*** Records shown ***
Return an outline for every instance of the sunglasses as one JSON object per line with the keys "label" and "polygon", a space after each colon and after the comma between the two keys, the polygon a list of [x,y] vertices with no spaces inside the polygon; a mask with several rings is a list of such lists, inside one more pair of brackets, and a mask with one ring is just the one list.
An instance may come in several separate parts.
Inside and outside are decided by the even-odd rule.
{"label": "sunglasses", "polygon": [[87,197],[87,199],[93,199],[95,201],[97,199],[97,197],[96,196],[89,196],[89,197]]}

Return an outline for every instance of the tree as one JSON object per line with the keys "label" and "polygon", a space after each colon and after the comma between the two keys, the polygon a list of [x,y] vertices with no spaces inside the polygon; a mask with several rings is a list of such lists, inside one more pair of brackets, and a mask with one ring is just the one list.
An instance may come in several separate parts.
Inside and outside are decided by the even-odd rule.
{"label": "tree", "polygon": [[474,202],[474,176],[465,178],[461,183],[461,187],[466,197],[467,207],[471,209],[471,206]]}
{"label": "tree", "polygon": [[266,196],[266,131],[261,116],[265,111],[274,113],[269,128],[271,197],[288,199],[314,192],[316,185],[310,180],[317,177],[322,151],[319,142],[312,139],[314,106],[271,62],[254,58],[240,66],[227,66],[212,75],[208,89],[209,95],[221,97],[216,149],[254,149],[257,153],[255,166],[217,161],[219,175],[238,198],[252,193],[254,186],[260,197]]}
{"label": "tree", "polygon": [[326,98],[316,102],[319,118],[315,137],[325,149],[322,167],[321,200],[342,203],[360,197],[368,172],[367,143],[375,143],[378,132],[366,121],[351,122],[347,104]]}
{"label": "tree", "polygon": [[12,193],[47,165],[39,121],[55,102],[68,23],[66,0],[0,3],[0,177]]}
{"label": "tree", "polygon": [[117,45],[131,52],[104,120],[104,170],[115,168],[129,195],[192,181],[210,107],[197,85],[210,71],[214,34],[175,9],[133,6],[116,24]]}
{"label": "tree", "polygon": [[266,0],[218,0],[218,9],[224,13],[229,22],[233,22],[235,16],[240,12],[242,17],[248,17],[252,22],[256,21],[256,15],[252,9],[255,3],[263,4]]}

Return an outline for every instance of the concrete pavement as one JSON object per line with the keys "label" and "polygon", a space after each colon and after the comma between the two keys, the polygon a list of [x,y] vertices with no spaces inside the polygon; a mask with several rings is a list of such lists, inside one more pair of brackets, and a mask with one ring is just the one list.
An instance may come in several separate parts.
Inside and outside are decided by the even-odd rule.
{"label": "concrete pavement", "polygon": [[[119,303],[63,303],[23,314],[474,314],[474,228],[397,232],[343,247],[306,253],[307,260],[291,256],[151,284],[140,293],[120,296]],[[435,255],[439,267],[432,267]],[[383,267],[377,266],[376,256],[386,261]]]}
*** End of Records shown ***
- **Task prompt**
Restating the data word for word is the whole task.

- **Output**
Return an outline for every instance of the sunglasses as one JSON object per line with the keys "label" and "polygon", a space after each colon and after the comma between the two keys, the polygon a list of [x,y] vertices with no spaces inside the polygon; a mask with several rings is a list of such lists, inside one more pair of brackets, and a mask with one ring is just the one list.
An instance may come in several separate parts.
Inside and outside are decided by the even-odd rule.
{"label": "sunglasses", "polygon": [[87,197],[87,199],[93,199],[95,201],[97,199],[97,197],[96,196],[89,196],[89,197]]}

Return an outline for every instance of the tree as one JSON object per line with the keys "label" and "polygon", a space after each colon and after the comma between the two keys, the polygon a list of [x,y] vertices with no spaces inside the polygon; a mask with several rings is a list of such lists, inside one more pair of brackets, and a mask with one ring is just the one list.
An instance may come in several separate parts.
Inside and outside are decided by the even-odd rule.
{"label": "tree", "polygon": [[474,202],[474,176],[465,178],[461,183],[461,187],[466,197],[467,207],[471,209],[471,206]]}
{"label": "tree", "polygon": [[266,196],[266,131],[261,116],[265,111],[274,113],[269,128],[271,197],[288,199],[314,192],[316,185],[310,180],[317,177],[322,151],[319,142],[312,139],[314,106],[271,62],[254,58],[240,66],[227,66],[212,75],[208,89],[209,95],[221,97],[216,149],[254,149],[257,153],[255,166],[217,161],[219,175],[238,198],[252,193],[254,186],[260,197]]}
{"label": "tree", "polygon": [[326,98],[316,102],[319,118],[315,137],[325,149],[322,167],[321,200],[342,203],[360,197],[368,172],[367,143],[375,143],[378,132],[366,121],[351,122],[347,104]]}
{"label": "tree", "polygon": [[12,193],[47,165],[39,121],[55,102],[68,23],[66,0],[0,3],[0,177]]}
{"label": "tree", "polygon": [[117,45],[131,52],[104,120],[104,170],[115,168],[129,195],[192,181],[210,107],[197,85],[210,71],[214,34],[175,9],[133,6],[116,24]]}
{"label": "tree", "polygon": [[266,0],[218,0],[218,9],[224,13],[229,22],[233,22],[235,16],[240,12],[242,17],[248,17],[252,22],[256,21],[256,15],[252,9],[255,3],[263,4]]}

Return an outline for every instance of the concrete pavement as one JSON object per line with the keys "label" and "polygon", a space after each colon and after the comma between the two keys, the polygon a list of [x,y] vertices with no spaces inside the polygon; a mask with several rings is a list of such lists, inside one more pair of brackets, and a mask with one ring is just the one list.
An instance may come in several separate parts.
Inside and outside are decided by the even-odd rule.
{"label": "concrete pavement", "polygon": [[[119,303],[63,303],[23,314],[474,314],[474,228],[397,232],[343,247],[306,253],[307,260],[291,256],[151,284],[140,293],[120,296]],[[435,255],[439,267],[432,267]],[[383,267],[377,266],[376,256],[386,261]]]}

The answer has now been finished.